#### Instructions to follow
All lines from the one holding "target: sky" down to the last line of the entries are to be reproduced exactly, with no other lines.

[Opening Record extracts section]

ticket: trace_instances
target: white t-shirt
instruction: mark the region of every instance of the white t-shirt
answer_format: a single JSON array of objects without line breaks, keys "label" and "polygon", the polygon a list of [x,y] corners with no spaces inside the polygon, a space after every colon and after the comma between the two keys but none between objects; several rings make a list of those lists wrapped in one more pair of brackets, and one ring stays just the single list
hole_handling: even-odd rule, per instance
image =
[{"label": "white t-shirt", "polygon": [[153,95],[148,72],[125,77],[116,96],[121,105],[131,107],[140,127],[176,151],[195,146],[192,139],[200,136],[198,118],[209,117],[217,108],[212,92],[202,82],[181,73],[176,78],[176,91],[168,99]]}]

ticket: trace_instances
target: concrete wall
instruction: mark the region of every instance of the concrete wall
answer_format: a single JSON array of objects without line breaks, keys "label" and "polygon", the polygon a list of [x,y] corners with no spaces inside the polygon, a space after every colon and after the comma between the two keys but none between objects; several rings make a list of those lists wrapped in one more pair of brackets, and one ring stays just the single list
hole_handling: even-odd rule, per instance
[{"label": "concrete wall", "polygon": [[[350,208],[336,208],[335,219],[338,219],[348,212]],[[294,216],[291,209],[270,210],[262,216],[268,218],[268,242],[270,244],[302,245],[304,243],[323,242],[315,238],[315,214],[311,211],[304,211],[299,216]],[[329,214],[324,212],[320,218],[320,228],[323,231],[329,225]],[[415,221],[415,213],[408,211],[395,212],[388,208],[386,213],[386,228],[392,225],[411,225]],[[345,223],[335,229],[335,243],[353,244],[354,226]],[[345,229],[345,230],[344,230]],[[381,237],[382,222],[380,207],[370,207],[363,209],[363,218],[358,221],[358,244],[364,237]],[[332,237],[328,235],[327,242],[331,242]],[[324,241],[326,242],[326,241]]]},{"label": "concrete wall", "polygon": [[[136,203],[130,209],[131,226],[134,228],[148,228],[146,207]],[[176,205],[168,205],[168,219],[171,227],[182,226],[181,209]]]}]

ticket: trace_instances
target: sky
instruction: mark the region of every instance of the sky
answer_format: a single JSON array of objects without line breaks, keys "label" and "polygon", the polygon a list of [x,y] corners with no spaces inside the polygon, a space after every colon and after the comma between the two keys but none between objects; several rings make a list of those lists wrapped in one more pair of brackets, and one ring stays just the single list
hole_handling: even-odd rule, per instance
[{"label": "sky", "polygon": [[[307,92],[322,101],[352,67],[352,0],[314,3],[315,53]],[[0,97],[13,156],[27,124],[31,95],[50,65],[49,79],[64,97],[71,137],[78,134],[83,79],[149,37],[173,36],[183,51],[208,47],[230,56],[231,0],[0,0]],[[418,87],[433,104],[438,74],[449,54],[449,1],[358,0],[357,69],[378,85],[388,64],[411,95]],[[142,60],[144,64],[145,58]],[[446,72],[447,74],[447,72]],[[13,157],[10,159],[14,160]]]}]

[Closing Record extracts section]

#### Solution
target: sky
instruction: mark the region of every instance of the sky
answer_format: a single JSON array of objects without line breaks, keys "label" and "polygon", the polygon a list of [x,y] corners with no spaces inside the polygon, a space after every colon and after the comma between the two keys but none between objects; several rings make a list of those lists wrapped in one more pair of brackets, and one ring stays just the single list
hole_handling: even-odd rule, per instance
[{"label": "sky", "polygon": [[[307,92],[322,101],[352,67],[352,0],[314,3],[315,53]],[[0,97],[13,156],[27,124],[31,95],[50,65],[49,79],[64,97],[71,137],[78,134],[83,79],[149,37],[173,36],[183,51],[208,47],[230,56],[231,0],[0,0]],[[418,87],[433,104],[438,74],[449,54],[449,1],[358,0],[357,69],[378,85],[388,64],[411,95]],[[142,60],[144,64],[145,58]],[[446,72],[447,74],[447,72]],[[13,157],[10,159],[14,160]]]}]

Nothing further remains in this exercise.